● Extracted entries:
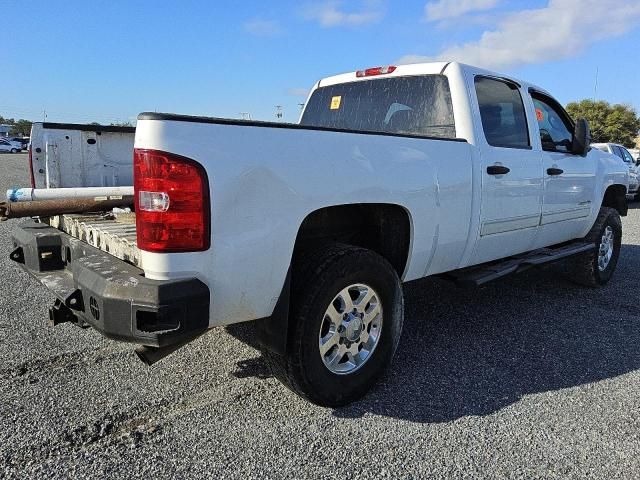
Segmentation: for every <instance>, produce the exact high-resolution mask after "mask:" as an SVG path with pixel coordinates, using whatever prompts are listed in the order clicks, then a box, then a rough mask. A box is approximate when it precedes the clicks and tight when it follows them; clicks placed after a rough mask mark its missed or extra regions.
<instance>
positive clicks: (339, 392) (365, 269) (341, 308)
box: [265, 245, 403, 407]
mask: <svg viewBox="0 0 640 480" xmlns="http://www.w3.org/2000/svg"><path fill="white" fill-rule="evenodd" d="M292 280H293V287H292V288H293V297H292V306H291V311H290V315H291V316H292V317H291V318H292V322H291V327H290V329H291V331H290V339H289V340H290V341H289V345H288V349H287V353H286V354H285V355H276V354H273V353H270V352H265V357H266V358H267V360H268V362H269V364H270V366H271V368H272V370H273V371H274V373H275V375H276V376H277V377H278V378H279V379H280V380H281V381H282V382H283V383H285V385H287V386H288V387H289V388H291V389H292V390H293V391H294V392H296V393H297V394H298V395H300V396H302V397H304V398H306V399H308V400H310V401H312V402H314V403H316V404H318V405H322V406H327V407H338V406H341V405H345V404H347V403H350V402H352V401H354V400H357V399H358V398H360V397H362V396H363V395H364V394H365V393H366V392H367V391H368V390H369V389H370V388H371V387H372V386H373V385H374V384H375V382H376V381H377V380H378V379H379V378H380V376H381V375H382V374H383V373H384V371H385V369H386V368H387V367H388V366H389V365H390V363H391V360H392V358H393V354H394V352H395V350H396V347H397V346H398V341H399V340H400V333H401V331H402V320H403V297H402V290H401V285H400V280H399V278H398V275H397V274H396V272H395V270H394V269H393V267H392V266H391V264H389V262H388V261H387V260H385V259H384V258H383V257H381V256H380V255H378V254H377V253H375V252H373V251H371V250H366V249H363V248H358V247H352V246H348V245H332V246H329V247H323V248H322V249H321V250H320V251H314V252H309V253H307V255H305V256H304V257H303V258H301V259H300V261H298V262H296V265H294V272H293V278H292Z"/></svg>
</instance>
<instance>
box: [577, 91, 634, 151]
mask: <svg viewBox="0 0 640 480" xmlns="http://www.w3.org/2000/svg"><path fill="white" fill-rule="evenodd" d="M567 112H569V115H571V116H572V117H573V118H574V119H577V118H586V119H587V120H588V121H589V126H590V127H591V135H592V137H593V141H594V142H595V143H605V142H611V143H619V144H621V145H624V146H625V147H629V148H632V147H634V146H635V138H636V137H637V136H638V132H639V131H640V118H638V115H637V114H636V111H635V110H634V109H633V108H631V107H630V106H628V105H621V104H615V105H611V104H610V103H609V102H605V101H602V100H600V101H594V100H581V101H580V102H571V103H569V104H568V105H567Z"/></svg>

* * *

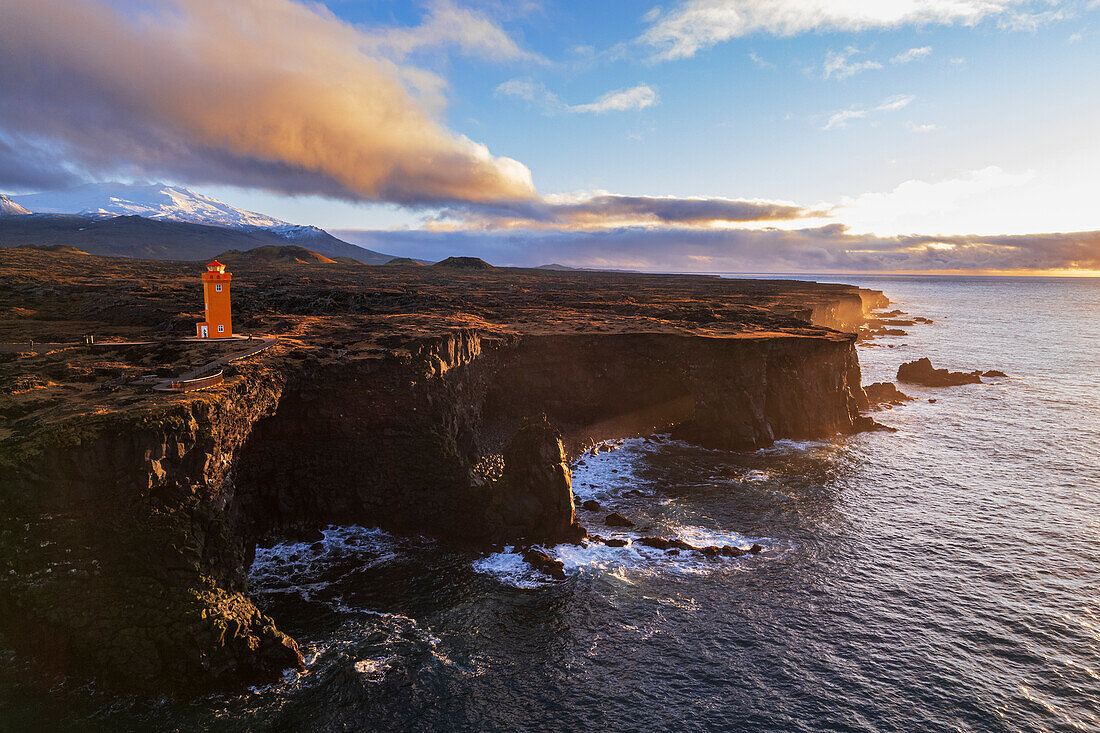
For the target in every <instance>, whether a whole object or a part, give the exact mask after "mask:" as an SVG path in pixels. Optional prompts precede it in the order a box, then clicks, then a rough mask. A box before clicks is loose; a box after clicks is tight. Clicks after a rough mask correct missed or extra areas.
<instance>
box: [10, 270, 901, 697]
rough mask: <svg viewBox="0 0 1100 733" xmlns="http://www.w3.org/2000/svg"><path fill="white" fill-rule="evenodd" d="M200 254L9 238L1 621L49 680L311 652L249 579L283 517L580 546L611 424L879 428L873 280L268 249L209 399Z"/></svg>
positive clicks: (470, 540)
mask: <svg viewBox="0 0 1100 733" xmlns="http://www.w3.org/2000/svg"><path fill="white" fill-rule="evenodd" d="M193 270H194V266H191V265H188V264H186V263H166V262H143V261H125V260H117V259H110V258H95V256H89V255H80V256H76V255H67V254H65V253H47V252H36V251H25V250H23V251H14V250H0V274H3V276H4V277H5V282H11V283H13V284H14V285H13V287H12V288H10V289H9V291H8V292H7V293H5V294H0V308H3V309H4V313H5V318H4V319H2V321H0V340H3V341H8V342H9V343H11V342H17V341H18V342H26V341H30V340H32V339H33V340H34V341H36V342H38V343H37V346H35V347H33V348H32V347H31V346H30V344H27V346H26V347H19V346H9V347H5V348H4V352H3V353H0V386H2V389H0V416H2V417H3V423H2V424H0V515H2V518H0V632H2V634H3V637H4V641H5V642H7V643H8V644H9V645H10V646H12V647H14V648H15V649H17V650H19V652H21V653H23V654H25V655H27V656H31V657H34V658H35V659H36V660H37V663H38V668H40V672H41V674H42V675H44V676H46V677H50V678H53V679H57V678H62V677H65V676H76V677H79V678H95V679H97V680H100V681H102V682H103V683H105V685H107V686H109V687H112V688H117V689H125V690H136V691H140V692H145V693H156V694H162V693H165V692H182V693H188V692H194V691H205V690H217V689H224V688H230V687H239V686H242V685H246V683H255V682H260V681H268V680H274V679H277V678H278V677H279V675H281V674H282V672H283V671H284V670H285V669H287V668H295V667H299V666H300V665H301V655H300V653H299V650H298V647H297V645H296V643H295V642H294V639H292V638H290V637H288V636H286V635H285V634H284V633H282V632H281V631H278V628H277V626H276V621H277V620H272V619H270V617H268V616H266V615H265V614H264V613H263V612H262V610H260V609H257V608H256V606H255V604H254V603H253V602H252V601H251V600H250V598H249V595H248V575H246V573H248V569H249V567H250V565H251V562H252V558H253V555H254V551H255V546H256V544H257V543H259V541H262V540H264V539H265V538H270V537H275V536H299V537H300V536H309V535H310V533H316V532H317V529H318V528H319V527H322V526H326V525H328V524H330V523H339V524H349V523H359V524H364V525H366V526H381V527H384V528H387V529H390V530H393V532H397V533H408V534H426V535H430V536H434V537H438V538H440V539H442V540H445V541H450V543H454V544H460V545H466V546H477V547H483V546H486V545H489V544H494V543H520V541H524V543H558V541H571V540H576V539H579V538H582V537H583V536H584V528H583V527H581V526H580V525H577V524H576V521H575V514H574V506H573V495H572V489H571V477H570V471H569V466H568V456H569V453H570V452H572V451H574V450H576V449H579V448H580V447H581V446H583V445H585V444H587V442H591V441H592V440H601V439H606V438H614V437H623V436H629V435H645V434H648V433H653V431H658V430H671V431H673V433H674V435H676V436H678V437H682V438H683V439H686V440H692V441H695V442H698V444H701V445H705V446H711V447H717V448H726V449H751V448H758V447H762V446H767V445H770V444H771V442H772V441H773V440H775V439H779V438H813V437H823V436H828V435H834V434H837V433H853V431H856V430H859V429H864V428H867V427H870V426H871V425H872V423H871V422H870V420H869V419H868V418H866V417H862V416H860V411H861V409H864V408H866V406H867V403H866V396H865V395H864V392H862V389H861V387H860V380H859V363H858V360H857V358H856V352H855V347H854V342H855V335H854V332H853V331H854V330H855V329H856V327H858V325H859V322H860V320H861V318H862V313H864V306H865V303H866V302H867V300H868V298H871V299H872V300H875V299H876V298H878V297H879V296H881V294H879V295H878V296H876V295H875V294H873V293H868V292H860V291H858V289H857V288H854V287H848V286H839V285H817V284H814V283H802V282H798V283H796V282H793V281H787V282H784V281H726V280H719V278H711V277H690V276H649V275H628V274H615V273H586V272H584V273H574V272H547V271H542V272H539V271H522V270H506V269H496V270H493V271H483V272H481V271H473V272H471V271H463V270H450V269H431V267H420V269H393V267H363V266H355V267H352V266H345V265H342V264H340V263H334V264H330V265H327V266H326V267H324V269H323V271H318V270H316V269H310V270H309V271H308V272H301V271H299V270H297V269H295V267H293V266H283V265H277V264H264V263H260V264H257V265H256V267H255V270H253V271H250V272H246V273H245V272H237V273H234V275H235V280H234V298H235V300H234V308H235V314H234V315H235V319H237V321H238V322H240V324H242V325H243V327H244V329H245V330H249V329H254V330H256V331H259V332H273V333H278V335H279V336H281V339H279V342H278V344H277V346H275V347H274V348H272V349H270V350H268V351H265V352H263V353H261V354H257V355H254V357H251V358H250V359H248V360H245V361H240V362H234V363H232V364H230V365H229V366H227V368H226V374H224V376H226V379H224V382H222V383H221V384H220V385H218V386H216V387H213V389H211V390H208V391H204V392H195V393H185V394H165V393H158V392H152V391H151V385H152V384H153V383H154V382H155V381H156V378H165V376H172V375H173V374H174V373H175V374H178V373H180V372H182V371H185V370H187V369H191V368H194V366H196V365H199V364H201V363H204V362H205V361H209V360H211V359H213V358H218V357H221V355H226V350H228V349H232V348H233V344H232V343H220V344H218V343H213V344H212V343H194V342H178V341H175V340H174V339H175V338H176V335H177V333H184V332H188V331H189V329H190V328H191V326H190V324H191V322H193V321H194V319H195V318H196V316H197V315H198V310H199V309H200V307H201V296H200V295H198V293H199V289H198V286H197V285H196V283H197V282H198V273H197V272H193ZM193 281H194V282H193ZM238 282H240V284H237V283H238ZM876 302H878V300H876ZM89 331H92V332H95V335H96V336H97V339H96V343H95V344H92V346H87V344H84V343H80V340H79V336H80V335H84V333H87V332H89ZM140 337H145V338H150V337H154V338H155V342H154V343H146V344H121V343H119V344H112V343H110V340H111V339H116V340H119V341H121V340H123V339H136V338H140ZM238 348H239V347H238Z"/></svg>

● Task to complete: Go through the listing above and write out exactly the lines starting with the one holding "box: [10, 270, 901, 697]" and running through the one holding "rough mask: <svg", ends included, and no others.

● Task output:
box: [10, 270, 901, 697]
rough mask: <svg viewBox="0 0 1100 733" xmlns="http://www.w3.org/2000/svg"><path fill="white" fill-rule="evenodd" d="M200 254L9 238L1 621L49 680L311 652L249 579L283 517L580 546L611 424L879 428L873 280L268 249L209 399Z"/></svg>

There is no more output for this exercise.